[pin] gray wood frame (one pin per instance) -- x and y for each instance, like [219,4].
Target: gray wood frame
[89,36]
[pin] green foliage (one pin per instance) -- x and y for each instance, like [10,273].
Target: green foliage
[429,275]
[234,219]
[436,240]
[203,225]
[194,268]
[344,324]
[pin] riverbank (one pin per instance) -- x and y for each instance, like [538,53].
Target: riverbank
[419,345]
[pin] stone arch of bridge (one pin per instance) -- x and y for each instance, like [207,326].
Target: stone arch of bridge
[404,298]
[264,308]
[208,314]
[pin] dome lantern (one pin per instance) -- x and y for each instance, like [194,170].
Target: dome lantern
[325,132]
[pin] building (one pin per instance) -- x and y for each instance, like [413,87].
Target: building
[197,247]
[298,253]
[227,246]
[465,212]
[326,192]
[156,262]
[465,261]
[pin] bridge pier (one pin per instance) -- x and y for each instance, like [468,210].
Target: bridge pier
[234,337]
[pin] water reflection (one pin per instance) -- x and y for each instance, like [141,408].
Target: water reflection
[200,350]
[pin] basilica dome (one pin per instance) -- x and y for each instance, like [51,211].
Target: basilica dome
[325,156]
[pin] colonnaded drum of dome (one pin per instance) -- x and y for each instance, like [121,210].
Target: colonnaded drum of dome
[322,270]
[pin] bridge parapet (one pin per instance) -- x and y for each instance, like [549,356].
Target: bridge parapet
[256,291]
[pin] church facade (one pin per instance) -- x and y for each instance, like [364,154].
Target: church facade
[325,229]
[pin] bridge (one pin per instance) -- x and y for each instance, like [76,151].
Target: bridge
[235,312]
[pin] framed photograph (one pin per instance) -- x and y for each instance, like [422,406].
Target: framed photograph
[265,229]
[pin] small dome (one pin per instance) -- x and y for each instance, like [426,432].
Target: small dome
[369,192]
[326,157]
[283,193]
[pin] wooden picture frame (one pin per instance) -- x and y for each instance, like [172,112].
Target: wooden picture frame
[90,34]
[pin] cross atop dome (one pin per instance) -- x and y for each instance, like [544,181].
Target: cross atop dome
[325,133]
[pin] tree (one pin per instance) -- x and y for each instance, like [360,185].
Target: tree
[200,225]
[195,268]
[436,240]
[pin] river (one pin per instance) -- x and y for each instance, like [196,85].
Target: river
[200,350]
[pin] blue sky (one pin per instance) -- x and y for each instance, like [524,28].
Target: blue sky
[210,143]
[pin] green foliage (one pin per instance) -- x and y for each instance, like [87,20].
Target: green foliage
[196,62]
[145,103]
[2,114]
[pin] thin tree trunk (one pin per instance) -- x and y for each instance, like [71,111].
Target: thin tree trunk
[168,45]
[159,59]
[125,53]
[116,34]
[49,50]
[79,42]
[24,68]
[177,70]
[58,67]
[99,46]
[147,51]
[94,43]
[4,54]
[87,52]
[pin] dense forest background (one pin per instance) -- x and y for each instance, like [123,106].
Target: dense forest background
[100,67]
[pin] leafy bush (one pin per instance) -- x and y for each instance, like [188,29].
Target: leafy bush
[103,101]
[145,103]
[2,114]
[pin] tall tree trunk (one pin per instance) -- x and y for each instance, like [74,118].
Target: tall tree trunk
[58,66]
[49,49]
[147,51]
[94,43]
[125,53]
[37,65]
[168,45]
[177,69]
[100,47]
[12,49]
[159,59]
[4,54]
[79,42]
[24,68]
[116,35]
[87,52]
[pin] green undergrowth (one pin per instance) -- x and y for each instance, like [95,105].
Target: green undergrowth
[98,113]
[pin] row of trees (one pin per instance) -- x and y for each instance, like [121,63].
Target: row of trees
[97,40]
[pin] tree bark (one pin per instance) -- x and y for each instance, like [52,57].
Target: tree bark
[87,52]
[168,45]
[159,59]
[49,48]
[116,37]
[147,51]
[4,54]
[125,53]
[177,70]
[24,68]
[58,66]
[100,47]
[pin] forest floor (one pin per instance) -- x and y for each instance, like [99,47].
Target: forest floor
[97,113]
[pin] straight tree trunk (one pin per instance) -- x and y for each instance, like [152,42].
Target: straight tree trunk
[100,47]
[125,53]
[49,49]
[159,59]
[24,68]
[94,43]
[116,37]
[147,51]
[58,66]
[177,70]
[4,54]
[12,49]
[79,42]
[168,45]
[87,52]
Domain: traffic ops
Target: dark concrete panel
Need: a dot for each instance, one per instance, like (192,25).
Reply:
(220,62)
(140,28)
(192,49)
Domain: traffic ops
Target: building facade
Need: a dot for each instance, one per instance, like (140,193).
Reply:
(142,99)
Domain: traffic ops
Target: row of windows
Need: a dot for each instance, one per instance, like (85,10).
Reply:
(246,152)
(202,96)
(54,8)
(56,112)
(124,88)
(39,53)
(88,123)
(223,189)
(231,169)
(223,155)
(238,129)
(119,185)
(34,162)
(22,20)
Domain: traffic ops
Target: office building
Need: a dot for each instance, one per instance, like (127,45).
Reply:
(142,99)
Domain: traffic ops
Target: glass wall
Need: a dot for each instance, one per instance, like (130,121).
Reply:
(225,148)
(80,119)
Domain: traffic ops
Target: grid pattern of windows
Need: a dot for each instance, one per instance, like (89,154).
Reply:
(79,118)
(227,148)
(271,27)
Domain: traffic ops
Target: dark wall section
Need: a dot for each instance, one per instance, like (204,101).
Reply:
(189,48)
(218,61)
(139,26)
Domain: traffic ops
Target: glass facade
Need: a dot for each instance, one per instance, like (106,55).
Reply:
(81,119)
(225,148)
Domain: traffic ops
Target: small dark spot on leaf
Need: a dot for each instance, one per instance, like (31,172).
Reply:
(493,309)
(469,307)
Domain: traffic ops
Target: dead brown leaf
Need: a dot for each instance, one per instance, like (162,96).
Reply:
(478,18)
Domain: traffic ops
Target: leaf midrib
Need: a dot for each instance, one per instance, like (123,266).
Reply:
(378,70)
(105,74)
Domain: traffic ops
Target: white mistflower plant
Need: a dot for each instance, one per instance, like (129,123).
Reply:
┄┄┄┄┄┄┄┄┄┄┄┄┄┄┄┄┄┄┄┄
◆ Exercise instructions ◆
Return every entry verbatim.

◆ Answer to the problem ◆
[pin] gray wood frame (one pin per instance) -- x and y for each instance, like [219,4].
Target: gray wood frame
[89,36]
[pin] green foliage (one pin per instance) -- x and y for each instance, like [10,273].
Target: green foliage
[429,275]
[234,219]
[436,240]
[203,225]
[194,268]
[344,324]
[pin] riverbank (one pin per instance) -- x and y for each instance, like [538,53].
Target: riverbank
[419,345]
[pin] stone arch of bridge (one pin per instance) -- x and y for each instance, like [207,326].
Target: stone arch of bridge
[404,298]
[264,308]
[208,314]
[pin] dome lantern (one pin per instance) -- x and y for each instance, like [194,170].
Target: dome lantern
[325,132]
[pin] building (one pin per instance) -- x and y for each instance, like [413,87].
Target: building
[197,247]
[298,253]
[227,246]
[465,212]
[326,192]
[156,262]
[465,261]
[pin] bridge pier (one pin per instance) -- x and y for each instance, like [468,210].
Target: bridge pier
[234,337]
[pin] water reflection (one pin per instance) -- x and y for each instance, like [141,408].
Target: water reflection
[200,350]
[pin] basilica dome (one pin per instance) -- x and y for each instance, like [51,211].
Target: basilica dome
[325,156]
[pin] colonnaded drum of dome (one pin per instance) -- x and y for each instance, like [121,210].
Target: colonnaded drum of dome
[322,270]
[pin] bridge parapet (one pin per instance) -- x and y for each instance, like [549,356].
Target: bridge parapet
[256,291]
[pin] church facade (one pin per instance) -- x and y for each instance, like [364,154].
Target: church facade
[325,229]
[pin] bridge (one pin per instance) -- x and y for each instance, like [76,151].
Target: bridge
[235,312]
[pin] framed photograph (one pin per instance) -- x and y for each instance, like [422,406].
Target: framed photograph
[265,229]
[pin] small dome (one pin per instance) -- x and y for each instance, like [426,432].
Target: small dome
[369,192]
[326,157]
[283,193]
[pin] wooden picture frame (one pin per instance) -- x and y for each instance, like [172,112].
Target: wooden picture frame
[90,34]
[pin] cross atop dome (one pin per instance) -- x and y for each instance, like [544,181].
Target: cross atop dome
[325,133]
[pin] tree (one pin per instance) -- x and y for each instance, like [360,185].
Target: tree
[200,225]
[195,268]
[436,240]
[pin] river (one pin per instance) -- x and y for each instance, like [196,85].
Target: river
[200,350]
[pin] blue sky (one pin per instance) -- x and y for each instance, like [524,28].
Target: blue sky
[210,143]
[pin] green foliage (one pin per instance) -- x and y for each instance, like [87,20].
Target: green foliage
[196,62]
[145,103]
[2,114]
[pin] thin tree trunk (one pin per instance) -- x and y for each instance, like [71,111].
Target: thin tree trunk
[168,45]
[159,59]
[125,53]
[116,34]
[49,50]
[79,42]
[24,68]
[177,70]
[58,67]
[99,46]
[147,51]
[94,43]
[4,54]
[87,52]
[pin] dense forest background (one pin per instance) -- x and y for each instance, like [123,106].
Target: dense forest background
[100,67]
[pin] leafy bush (one pin per instance) -- x and y for each instance, like [188,29].
Target: leafy bush
[103,101]
[145,103]
[2,114]
[pin] tall tree trunk (one pin per instance) -- x and y for each instance, like [74,118].
Target: tall tree trunk
[58,66]
[49,49]
[147,51]
[94,43]
[125,53]
[37,65]
[168,45]
[177,69]
[100,47]
[12,49]
[159,59]
[4,54]
[79,42]
[24,68]
[116,35]
[87,52]
[pin] green undergrowth (one pin per instance) -- x and y for each instance, like [95,105].
Target: green undergrowth
[98,113]
[pin] row of trees (one pin per instance) -- x and y for each instance, like [121,63].
Target: row of trees
[97,40]
[pin] tree bark (one pin per instance) -- x and y for each instance, like [52,57].
Target: tree bark
[87,52]
[168,45]
[159,59]
[49,48]
[116,37]
[147,51]
[4,54]
[125,53]
[177,70]
[24,68]
[58,66]
[100,47]
[pin] forest floor (one pin per instance) -- x and y for each instance, like [99,47].
Target: forest floor
[97,113]
[pin] straight tree trunk (one pin per instance) -- x and y for each instance, like [152,42].
Target: straight tree trunk
[100,47]
[125,53]
[49,49]
[159,59]
[24,68]
[94,43]
[116,37]
[147,51]
[58,66]
[177,70]
[4,54]
[12,49]
[79,42]
[168,45]
[87,52]
Domain: traffic ops
Target: dark concrete panel
Need: a dot for each instance, one per instance, like (192,25).
Reply:
(220,62)
(140,28)
(192,49)
Domain: traffic ops
Target: building facade
Need: a dot for each instance, one per instance, like (140,193).
Reply:
(142,99)
Domain: traffic ops
Target: row of windows
Need: a dot for each instance, one per instance, like (85,10).
Reply:
(246,152)
(202,96)
(54,8)
(56,112)
(124,88)
(39,53)
(88,123)
(223,189)
(231,169)
(223,155)
(238,129)
(119,185)
(34,162)
(22,20)
Domain: traffic ops
Target: office building
Need: a dot for each instance, one per instance, like (127,45).
Reply:
(142,99)
Domain: traffic ops
Target: glass wall
Need: a dot for each instance, one per instance, like (130,121).
Reply:
(225,148)
(80,119)
Domain: traffic ops
Target: grid pattern of windows
Need: a dot for each instance, one per instance, like (89,154).
Reply:
(79,118)
(227,148)
(271,27)
Domain: traffic ops
Target: dark wall section
Need: a dot for each instance, one per instance, like (204,101).
Reply:
(189,48)
(218,61)
(139,26)
Domain: traffic ops
Target: glass facade
Need: a dot for each instance, one per instance, like (106,55).
Reply:
(81,119)
(225,148)
Domain: traffic ops
Target: small dark spot on leaf
Need: a dot for each instance, one per instance, like (31,172).
Reply:
(493,309)
(469,307)
Domain: traffic ops
Target: dead brown leaf
Need: a dot for each instance, one per instance, like (162,96).
Reply:
(478,18)
Domain: traffic ops
Target: leaf midrib
Need: a dot for each instance, one per instance, like (123,266).
Reply:
(378,70)
(105,74)
Domain: traffic ops
Target: white mistflower plant
Need: a dot for each instance, one per instance, like (129,123).
Reply:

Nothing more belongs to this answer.